* **PASSAGE DU TEXTE**
§

S’il n’y a pas de prison adéquate, vous conviendrez avec moi que la première conséquence est la violation systématique des droits humains par rapport aux conditions de détention qui sont parfois peu appréciables

De nos jours, les cinq préfectures de la région administrative de Labé ne disposent que d’une seule et unique prison totalement opérationnelle qui n’est autreque la maison centrale de Labé.  Les préfectures de Koubia, Tougué, Mali, Lélouma et même Pita font toutes recours à cette prison pour la détention des personnes en conflit avec la loi.

Si pour les uns, les prisons sont inadaptées, pour les autres elles ont été saccagées par la foule en colère à l’occasion des précédentes manifestations politiques et sociales.

Plus grave, le transfert des prisonniers se fait très souvent à moto comme nous l’a fait savoir le procureur du tribunal de première instance (TPI) de Labé. Patrice Koma Koivogui a accepté de faire l’état des lieux des structures pénitentiaires de la région au micro de Guineenews. Lisez !

Guineenews© : on retrouve très souvent des détenus de plusieurs préfectures de la région ici à Labé, pourquoi ?

Patrice Koma Koivogui, Procureur : merci pour l’opportunité que vous m’offrez pour m’exprimer sur cette problématique à laquelle font face la plupart des juridictions du pays. Pour le cas précis de Labé, comme vous l’avez dit, actuellement, il y a des préfectures dans lesquelles les prisons sont complètement inexistantes. Ça fait qu’aujourd’hui, Labé qui est le centre est devenu la zone qui reçoit les détenus de ces différentes préfectures.

Guineenews© : alors c’est quoi l’état des lieux des prisons de la région administrative ?

Procureur : sur les 4 préfectures ou 5 préfectures qui entourent Labé seule Lélouma et Mali disposent de prison de nos jours. Et des prisons qui n’ont pas aussi cette norme de sécurité mais aussi de capacité à détenir beaucoup de personnes. Quand je prends ces deux villes-là, la plupart de leurs détenus qui sont condamnés pour des faits assez graves, ils sont obligés de les transférer ici au niveau de Labé. Par ailleurs, dans ces prisons, ils n’atteignent jamais 15 personnes. Une fois que ça dépasse, on leur demande de nous envoyer le surplus au niveau de Labé ou au moins il y a en quelque sorte une sécurité.

§

* **EXERCICES À TRAITER**
a - Transcrivez le passage du texte sur les prisons de Labé qui commence aux mots "Si pour les" et s’arrête après "de Guineenews. Lisez !".
b - D’après le texte sur les prisons de Labé, quelle est l’unique prison totalement opérationnelle de la région administrative ?
Les lignes ci-dessous forment un ensemble à part, indépendant du texte.

Éléments conservés d’une collection:
§

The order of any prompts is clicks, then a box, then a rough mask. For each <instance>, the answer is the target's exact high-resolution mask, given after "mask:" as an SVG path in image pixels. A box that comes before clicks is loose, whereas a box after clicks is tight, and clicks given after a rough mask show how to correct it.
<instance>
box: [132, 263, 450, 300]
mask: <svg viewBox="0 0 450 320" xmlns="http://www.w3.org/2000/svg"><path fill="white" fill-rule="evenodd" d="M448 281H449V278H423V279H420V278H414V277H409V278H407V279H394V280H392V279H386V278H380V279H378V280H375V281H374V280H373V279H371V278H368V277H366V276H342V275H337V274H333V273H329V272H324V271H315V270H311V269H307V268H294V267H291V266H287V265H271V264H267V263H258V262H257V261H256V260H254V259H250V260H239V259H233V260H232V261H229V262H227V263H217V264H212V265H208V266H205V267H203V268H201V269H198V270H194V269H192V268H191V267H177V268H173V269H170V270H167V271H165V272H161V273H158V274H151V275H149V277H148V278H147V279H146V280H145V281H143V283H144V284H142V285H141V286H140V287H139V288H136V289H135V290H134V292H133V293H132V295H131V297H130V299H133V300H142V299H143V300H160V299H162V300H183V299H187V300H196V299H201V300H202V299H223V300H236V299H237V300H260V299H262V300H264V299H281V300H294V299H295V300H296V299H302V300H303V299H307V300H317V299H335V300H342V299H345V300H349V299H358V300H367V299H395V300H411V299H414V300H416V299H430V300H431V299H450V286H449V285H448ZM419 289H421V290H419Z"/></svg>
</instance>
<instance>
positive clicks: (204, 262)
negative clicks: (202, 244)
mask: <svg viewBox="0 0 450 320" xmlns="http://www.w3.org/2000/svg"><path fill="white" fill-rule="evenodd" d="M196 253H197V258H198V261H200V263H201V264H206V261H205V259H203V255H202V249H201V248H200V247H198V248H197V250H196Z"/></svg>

§

* **CORRIGÉ DES EXERCICES**
a -
Si pour les uns, les prisons sont inadaptées, pour les autres elles ont été saccagées par la foule en colère à l’occasion des précédentes manifestations politiques et sociales.

Plus grave, le transfert des prisonniers se fait très souvent à moto comme nous l’a fait savoir le procureur du tribunal de première instance (TPI) de Labé. Patrice Koma Koivogui a accepté de faire l’état des lieux des structures pénitentiaires de la région au micro de Guineenews. Lisez !

b - La maison centrale de Labé.